PROBLEM TO SOLVE | Rewrite each of the entries below with "Drop a marker there" changed to "Put a point there", keeping everything else the same. Leave the pictures out of your answer.
Start of INFORMATION GIVEN
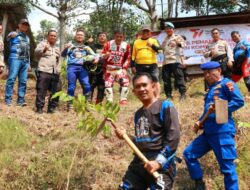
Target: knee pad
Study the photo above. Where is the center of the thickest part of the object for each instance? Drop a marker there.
(247, 82)
(124, 93)
(125, 186)
(109, 94)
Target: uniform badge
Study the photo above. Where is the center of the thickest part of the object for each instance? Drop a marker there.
(230, 86)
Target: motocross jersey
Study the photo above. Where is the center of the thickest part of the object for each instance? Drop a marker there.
(119, 57)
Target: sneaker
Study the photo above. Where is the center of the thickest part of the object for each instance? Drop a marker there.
(51, 110)
(39, 110)
(123, 102)
(169, 96)
(23, 104)
(8, 104)
(182, 97)
(200, 185)
(70, 107)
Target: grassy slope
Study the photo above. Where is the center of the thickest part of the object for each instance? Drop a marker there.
(36, 150)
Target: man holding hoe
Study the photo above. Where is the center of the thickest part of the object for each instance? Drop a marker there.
(157, 135)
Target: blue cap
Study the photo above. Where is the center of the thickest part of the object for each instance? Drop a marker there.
(169, 25)
(210, 65)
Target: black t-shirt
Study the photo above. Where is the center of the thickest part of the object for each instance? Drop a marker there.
(97, 48)
(153, 133)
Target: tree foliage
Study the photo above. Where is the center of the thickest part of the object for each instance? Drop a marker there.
(27, 7)
(110, 15)
(66, 10)
(91, 115)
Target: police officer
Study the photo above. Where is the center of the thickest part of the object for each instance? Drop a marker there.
(48, 71)
(241, 66)
(96, 70)
(157, 135)
(219, 50)
(18, 62)
(172, 46)
(216, 137)
(1, 50)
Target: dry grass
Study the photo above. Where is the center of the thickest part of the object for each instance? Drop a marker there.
(44, 161)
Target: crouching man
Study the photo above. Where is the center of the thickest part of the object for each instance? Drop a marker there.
(157, 135)
(48, 72)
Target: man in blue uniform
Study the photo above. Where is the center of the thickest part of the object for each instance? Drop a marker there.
(78, 54)
(18, 62)
(157, 135)
(216, 137)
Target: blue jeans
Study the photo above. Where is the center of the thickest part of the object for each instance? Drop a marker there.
(18, 68)
(223, 146)
(75, 72)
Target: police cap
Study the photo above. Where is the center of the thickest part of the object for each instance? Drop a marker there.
(169, 25)
(210, 65)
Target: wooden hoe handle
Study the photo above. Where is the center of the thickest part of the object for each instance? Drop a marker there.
End of INFORMATION GIVEN
FINAL RESULT |
Target: knee pad
Study the photo above. Where is the center of the thickest part of the object for each instance? Put a point there.
(247, 82)
(124, 93)
(125, 186)
(109, 94)
Target: uniform badge
Study the photo above. Where is the center of the thickest part of the object for each instance? Put a point there.
(230, 86)
Target: motocross jersey
Study the photo above. Where is the center of the thickest part of the object for each instance? Put a point there.
(119, 57)
Target: sneaker
Study the photo above. Where is the center of the thickest part of the object for each instance? Put a point there.
(51, 110)
(39, 110)
(123, 102)
(169, 96)
(23, 104)
(8, 104)
(182, 97)
(200, 185)
(70, 107)
Target: grassy slope
Study the photo above. Where is the center of the thickest part of the object for each instance? Put a point there.
(36, 150)
Target: man holding hoe
Study the photo above. Where is the center of the thickest part of the object for each instance? Put a point there.
(157, 135)
Target: blue cap
Study the photo above. Where is the center of the thickest part of the object for each instance? Put a point there.
(169, 25)
(210, 65)
Target: black t-shirt
Study the photo above. Where is the center of the thickest part of the object for each instance? Put a point there.
(97, 48)
(153, 133)
Target: tree foliage
Study the photo above. Where is the center of the thickest part of the object for each instance? Put a point there.
(27, 7)
(110, 15)
(66, 10)
(91, 115)
Target: police officer
Study the photo above. Where is the center of the thickest part of the object for each instance? Put a point there.
(48, 71)
(241, 66)
(96, 70)
(157, 135)
(219, 50)
(18, 62)
(172, 46)
(216, 137)
(1, 50)
Target: dry grass
Study the photo above. Where is the center of the thickest part of the object for each instance? Put a point there.
(44, 161)
Target: crouching man
Study the photo above. Where is the center of the thickest part of the object for each instance? Put a point there.
(157, 135)
(48, 72)
Target: man in blue uniform
Study the photo above. Where is the center of the thickest part of the object for each instance? Put a point there.
(78, 54)
(18, 62)
(157, 135)
(216, 137)
Target: blue jeans
Study the photo above. Where is the center of the thickest part of the object for each instance? Put a point there.
(18, 68)
(223, 146)
(75, 72)
Target: police cap
Study the photo above. Where is the center of the thickest part of the object for each instance? Put a point there.
(169, 25)
(210, 65)
Target: wooden hoe handle
Study the photo above. Where is the center of the thickest part of the object for each instance? Put a point there.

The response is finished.